**Your instructions**
Please list each line below that contains the word "floodwater". Uppercase and lowercase count as different.
··········
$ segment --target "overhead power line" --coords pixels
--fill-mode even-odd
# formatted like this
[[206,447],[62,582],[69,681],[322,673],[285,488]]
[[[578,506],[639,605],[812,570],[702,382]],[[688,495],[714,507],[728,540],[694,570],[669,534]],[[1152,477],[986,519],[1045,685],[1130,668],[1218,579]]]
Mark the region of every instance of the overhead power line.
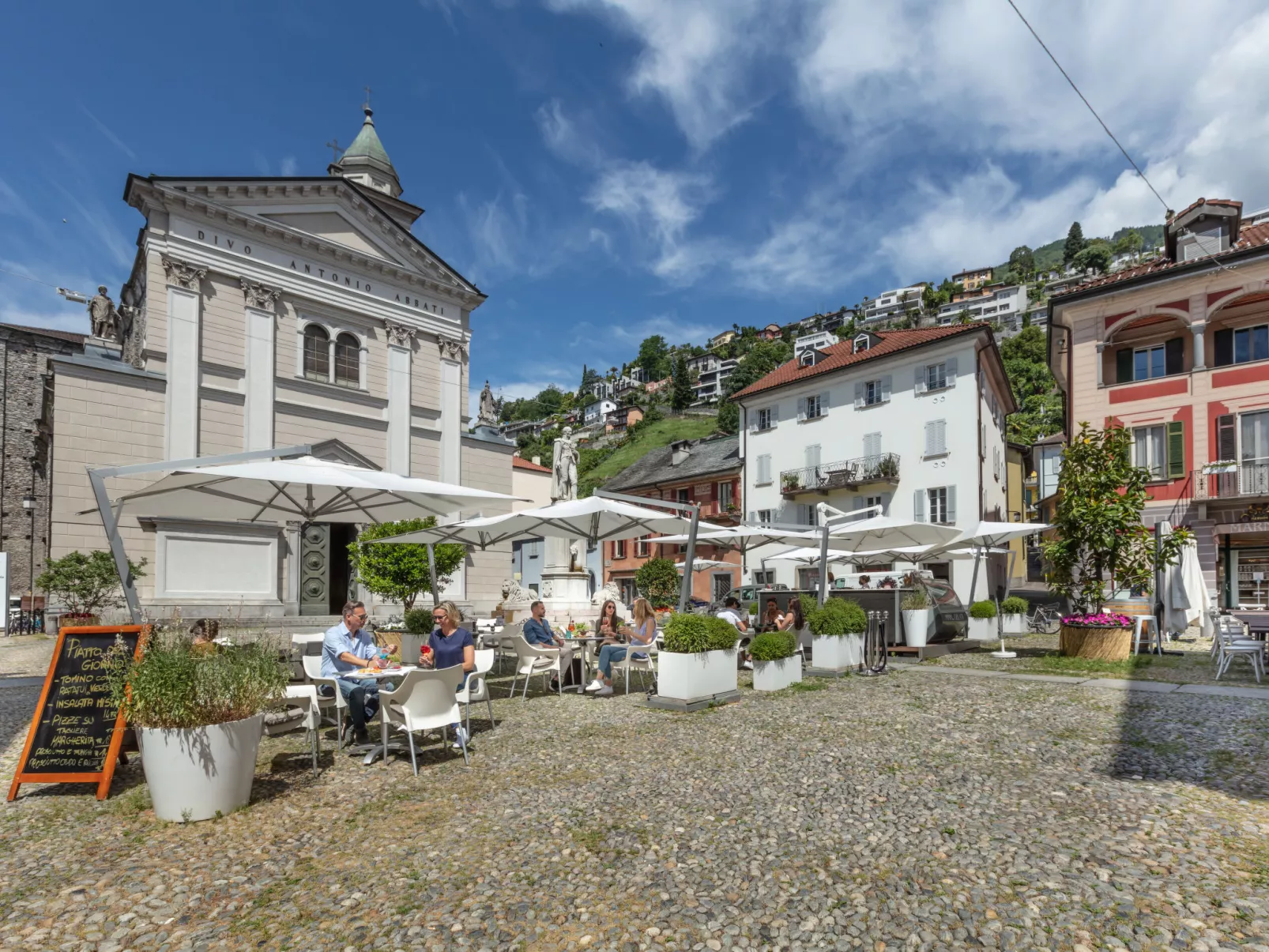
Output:
[[1037,33],[1036,28],[1027,22],[1025,17],[1023,17],[1023,11],[1018,9],[1018,4],[1015,4],[1014,0],[1006,0],[1006,3],[1014,8],[1014,13],[1018,14],[1018,19],[1020,19],[1023,22],[1023,25],[1025,25],[1027,29],[1030,30],[1030,34],[1036,37],[1036,42],[1039,43],[1041,50],[1048,53],[1048,58],[1053,61],[1053,65],[1057,67],[1058,72],[1061,72],[1062,76],[1066,79],[1066,81],[1071,84],[1071,89],[1075,90],[1075,95],[1077,95],[1081,100],[1084,100],[1084,104],[1089,107],[1089,112],[1093,113],[1093,118],[1101,124],[1101,128],[1105,129],[1105,133],[1110,136],[1110,141],[1119,147],[1119,151],[1123,152],[1123,157],[1128,160],[1128,164],[1133,169],[1136,169],[1137,174],[1141,176],[1141,180],[1146,183],[1146,188],[1148,188],[1151,192],[1155,193],[1155,198],[1157,198],[1159,203],[1164,207],[1164,212],[1170,211],[1167,207],[1167,202],[1164,201],[1164,197],[1159,194],[1157,189],[1155,189],[1154,185],[1150,184],[1150,179],[1146,178],[1146,173],[1143,173],[1141,170],[1141,166],[1132,160],[1132,156],[1128,155],[1128,150],[1124,149],[1123,145],[1121,145],[1119,140],[1115,138],[1114,133],[1110,131],[1110,127],[1105,124],[1105,122],[1101,119],[1100,116],[1098,116],[1098,110],[1093,108],[1093,103],[1090,103],[1088,98],[1084,95],[1084,93],[1080,91],[1080,88],[1075,85],[1075,80],[1071,79],[1070,74],[1062,69],[1062,63],[1060,63],[1057,61],[1057,57],[1053,56],[1053,51],[1049,50],[1047,46],[1044,46],[1044,41],[1039,38],[1039,33]]

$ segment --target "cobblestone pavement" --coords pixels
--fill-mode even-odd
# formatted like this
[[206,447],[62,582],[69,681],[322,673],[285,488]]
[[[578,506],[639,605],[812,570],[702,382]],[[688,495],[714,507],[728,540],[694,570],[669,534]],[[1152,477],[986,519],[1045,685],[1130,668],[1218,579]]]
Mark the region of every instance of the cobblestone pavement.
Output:
[[[0,691],[10,736],[33,702]],[[1269,703],[902,673],[496,712],[418,779],[266,740],[189,826],[135,764],[24,790],[0,948],[1269,952]]]

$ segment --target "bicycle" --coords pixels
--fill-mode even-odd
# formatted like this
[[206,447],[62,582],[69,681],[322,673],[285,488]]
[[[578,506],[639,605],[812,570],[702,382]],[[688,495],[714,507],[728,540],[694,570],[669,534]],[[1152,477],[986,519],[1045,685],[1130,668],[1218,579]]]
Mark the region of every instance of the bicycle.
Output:
[[1056,635],[1062,623],[1062,611],[1057,602],[1047,605],[1036,605],[1036,611],[1027,618],[1027,631],[1038,635]]

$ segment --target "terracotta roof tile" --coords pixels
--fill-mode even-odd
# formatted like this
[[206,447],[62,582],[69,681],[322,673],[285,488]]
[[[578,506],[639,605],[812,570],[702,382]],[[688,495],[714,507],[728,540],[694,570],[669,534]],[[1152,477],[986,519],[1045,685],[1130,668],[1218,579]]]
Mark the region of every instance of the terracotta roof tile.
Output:
[[840,344],[824,348],[821,353],[827,354],[827,357],[815,366],[801,367],[797,360],[789,360],[788,363],[783,363],[777,367],[761,380],[754,381],[747,387],[739,391],[735,397],[753,396],[754,393],[761,393],[763,391],[772,390],[774,387],[783,387],[787,383],[801,383],[805,380],[811,380],[812,377],[819,377],[824,373],[832,373],[834,371],[840,371],[844,367],[851,367],[854,364],[863,363],[864,360],[876,360],[881,357],[897,354],[901,350],[907,350],[923,344],[931,344],[937,340],[944,340],[962,334],[976,334],[978,331],[987,331],[990,334],[991,329],[980,321],[975,324],[953,324],[945,327],[872,331],[876,336],[881,338],[881,341],[873,344],[867,350],[855,353],[854,343],[851,340],[843,340]]
[[525,459],[522,456],[513,456],[511,466],[516,470],[529,470],[532,472],[551,472],[549,466],[542,466],[539,463],[533,462],[532,459]]
[[[1212,204],[1208,201],[1208,204]],[[1218,261],[1222,258],[1236,254],[1239,251],[1246,251],[1249,248],[1260,248],[1263,245],[1269,245],[1269,222],[1263,225],[1253,225],[1249,228],[1242,228],[1239,232],[1239,240],[1225,251],[1214,255],[1207,255],[1206,258],[1195,258],[1190,261],[1174,261],[1169,258],[1155,258],[1154,260],[1138,264],[1136,268],[1124,268],[1122,272],[1115,272],[1114,274],[1107,274],[1104,278],[1094,278],[1093,281],[1086,281],[1082,284],[1076,284],[1070,291],[1062,294],[1055,294],[1051,300],[1061,301],[1067,294],[1082,294],[1090,288],[1104,288],[1109,284],[1119,284],[1126,281],[1132,281],[1133,278],[1145,278],[1150,274],[1161,274],[1164,272],[1173,270],[1174,268],[1180,268],[1183,265],[1200,265],[1206,261]]]

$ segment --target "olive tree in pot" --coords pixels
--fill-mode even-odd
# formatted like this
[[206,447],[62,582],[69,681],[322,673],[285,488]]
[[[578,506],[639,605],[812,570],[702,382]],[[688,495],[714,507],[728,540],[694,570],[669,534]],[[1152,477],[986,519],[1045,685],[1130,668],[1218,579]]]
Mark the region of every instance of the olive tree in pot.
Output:
[[108,665],[112,698],[137,731],[155,816],[189,823],[246,806],[264,713],[286,701],[277,649],[164,635],[137,659],[117,642]]
[[671,614],[657,654],[656,693],[690,703],[736,691],[739,638],[722,618]]
[[816,668],[843,671],[863,661],[868,616],[858,602],[829,598],[806,613],[806,623]]
[[1000,603],[1000,616],[1005,625],[1005,635],[1022,635],[1027,631],[1027,604],[1025,598],[1010,595]]
[[914,589],[904,595],[900,611],[904,614],[904,644],[925,647],[930,631],[930,598],[925,589]]
[[996,603],[990,598],[970,605],[970,641],[991,641],[996,637]]
[[802,656],[791,631],[764,631],[749,642],[754,660],[754,691],[779,691],[802,680]]

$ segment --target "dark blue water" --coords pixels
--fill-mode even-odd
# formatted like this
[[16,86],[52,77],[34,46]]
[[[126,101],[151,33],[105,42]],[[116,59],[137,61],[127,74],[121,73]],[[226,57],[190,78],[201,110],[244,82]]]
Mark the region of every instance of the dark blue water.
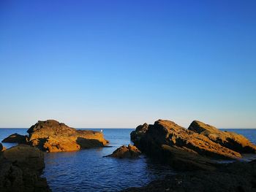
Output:
[[[26,129],[1,128],[0,140],[13,133],[26,134]],[[99,129],[93,129],[99,131]],[[117,147],[130,142],[129,128],[103,129],[112,147],[77,152],[45,153],[43,176],[55,191],[118,191],[131,186],[142,186],[174,174],[168,166],[152,162],[145,156],[139,159],[103,158]],[[224,130],[224,129],[222,129]],[[244,135],[256,144],[256,129],[227,129]],[[13,144],[4,143],[10,147]]]

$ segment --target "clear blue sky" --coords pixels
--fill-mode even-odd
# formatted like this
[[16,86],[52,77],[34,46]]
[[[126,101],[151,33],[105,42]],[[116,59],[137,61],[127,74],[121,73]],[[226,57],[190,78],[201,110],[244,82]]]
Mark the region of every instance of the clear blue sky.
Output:
[[0,1],[0,127],[256,128],[256,1]]

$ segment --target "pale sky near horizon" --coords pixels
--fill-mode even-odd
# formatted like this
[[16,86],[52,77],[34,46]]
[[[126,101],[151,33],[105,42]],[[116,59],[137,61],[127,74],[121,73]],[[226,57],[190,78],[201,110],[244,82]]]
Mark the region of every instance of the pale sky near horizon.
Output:
[[0,1],[0,127],[256,128],[255,1]]

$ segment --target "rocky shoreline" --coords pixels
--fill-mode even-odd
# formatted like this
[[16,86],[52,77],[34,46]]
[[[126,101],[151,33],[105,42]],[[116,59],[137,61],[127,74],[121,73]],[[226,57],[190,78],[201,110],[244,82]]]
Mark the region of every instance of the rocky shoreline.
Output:
[[46,152],[75,151],[108,145],[99,131],[76,130],[54,120],[39,120],[27,131],[28,136],[13,134],[2,142],[16,142]]
[[[148,156],[182,172],[124,191],[256,191],[256,161],[238,161],[243,153],[255,154],[256,146],[242,135],[197,120],[186,129],[159,120],[137,127],[131,140]],[[219,159],[236,161],[220,164]]]
[[51,191],[40,176],[44,168],[44,154],[35,147],[19,145],[0,152],[0,191]]
[[[29,135],[14,134],[2,141],[19,143],[18,146],[6,150],[0,145],[0,191],[50,191],[40,177],[43,152],[79,150],[109,143],[99,131],[76,130],[53,120],[38,121],[27,132]],[[106,157],[137,158],[143,153],[178,173],[124,191],[256,191],[256,160],[241,161],[245,153],[255,154],[256,146],[242,135],[198,120],[185,128],[159,120],[138,126],[130,138],[134,145],[121,146]],[[234,163],[219,164],[220,160]]]

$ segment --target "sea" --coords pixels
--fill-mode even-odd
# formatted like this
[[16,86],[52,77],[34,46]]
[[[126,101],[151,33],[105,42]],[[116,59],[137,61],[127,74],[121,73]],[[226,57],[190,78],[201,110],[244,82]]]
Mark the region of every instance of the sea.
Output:
[[[14,133],[26,134],[27,129],[0,128],[0,141]],[[104,157],[120,146],[131,143],[129,134],[134,128],[84,129],[98,131],[102,129],[105,138],[110,141],[110,146],[75,152],[45,153],[42,177],[47,178],[53,192],[120,191],[129,187],[146,185],[167,174],[176,174],[171,167],[144,155],[138,159]],[[222,130],[243,134],[256,145],[256,128]],[[15,144],[3,143],[3,145],[8,148]]]

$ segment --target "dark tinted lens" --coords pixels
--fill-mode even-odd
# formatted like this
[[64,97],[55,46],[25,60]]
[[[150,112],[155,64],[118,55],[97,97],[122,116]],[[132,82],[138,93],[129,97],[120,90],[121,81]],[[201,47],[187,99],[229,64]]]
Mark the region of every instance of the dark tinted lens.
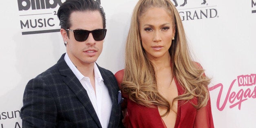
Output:
[[77,41],[84,42],[88,38],[89,31],[84,30],[75,30],[74,31],[75,39]]
[[93,38],[95,41],[102,41],[104,39],[106,36],[106,29],[96,29],[92,31]]

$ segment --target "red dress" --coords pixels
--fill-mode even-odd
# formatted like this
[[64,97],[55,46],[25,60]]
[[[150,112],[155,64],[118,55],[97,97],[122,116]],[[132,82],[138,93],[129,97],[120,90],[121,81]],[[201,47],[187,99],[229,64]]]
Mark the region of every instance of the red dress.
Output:
[[[123,80],[124,70],[115,75],[118,85]],[[184,93],[183,90],[174,77],[178,89],[178,95]],[[122,90],[121,89],[121,90]],[[139,104],[130,100],[127,95],[122,93],[124,98],[122,108],[127,108],[126,116],[123,121],[124,125],[128,128],[166,128],[159,113],[157,107],[149,108]],[[178,101],[178,113],[174,128],[214,128],[212,115],[210,98],[204,107],[197,110],[191,104],[197,104],[196,97],[184,104],[182,101]]]

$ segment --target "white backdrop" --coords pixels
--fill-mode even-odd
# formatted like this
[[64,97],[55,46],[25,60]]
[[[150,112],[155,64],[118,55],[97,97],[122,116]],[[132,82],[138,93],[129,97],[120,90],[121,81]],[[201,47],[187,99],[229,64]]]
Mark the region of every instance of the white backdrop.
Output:
[[[39,1],[0,4],[0,128],[22,126],[19,113],[27,82],[65,52],[60,32],[54,32],[60,28],[55,11],[65,0]],[[177,1],[191,51],[212,78],[215,127],[255,128],[256,0],[206,0],[205,4],[188,0],[183,7],[184,0]],[[137,1],[101,0],[108,32],[97,62],[114,73],[124,67],[125,42]]]

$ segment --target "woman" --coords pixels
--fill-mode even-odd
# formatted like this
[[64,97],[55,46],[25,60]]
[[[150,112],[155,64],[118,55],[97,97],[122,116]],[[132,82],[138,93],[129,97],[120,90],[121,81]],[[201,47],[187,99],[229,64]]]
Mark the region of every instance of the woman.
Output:
[[125,99],[124,125],[213,128],[210,80],[192,60],[173,4],[169,0],[140,0],[131,22],[125,69],[115,75]]

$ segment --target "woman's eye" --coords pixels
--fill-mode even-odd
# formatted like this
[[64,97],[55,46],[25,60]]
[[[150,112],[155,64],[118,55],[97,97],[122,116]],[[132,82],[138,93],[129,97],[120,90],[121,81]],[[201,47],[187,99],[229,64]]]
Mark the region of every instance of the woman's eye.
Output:
[[144,29],[144,30],[145,30],[145,31],[152,31],[152,29],[151,29],[151,28],[146,28]]
[[168,30],[169,29],[170,29],[170,27],[163,27],[163,29],[162,29],[162,30],[164,30],[164,31],[166,31],[166,30]]

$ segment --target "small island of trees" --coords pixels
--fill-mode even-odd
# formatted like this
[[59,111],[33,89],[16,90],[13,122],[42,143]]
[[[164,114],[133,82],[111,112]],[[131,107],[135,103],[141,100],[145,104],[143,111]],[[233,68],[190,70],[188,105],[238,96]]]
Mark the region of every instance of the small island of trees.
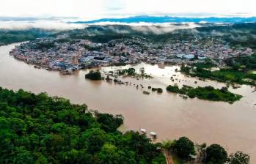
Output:
[[249,164],[237,152],[229,157],[219,145],[195,145],[186,137],[153,144],[145,134],[117,128],[121,115],[92,113],[68,100],[0,87],[0,163]]
[[167,90],[170,92],[187,95],[190,98],[197,97],[202,100],[223,101],[230,103],[233,103],[235,101],[238,101],[243,97],[241,95],[231,93],[227,90],[227,87],[219,89],[214,89],[211,86],[193,88],[189,86],[183,85],[183,86],[180,89],[178,86],[175,84],[174,86],[168,86]]
[[92,81],[100,81],[103,78],[100,70],[90,70],[89,73],[85,75],[85,78]]

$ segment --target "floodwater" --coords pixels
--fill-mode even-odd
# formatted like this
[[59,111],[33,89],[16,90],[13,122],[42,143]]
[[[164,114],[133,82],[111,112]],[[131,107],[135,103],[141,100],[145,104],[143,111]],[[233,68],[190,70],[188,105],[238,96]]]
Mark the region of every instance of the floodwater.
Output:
··········
**Full solution**
$ segment --target "floodwater" --coords pixels
Mark the region of every instance of the floodwater.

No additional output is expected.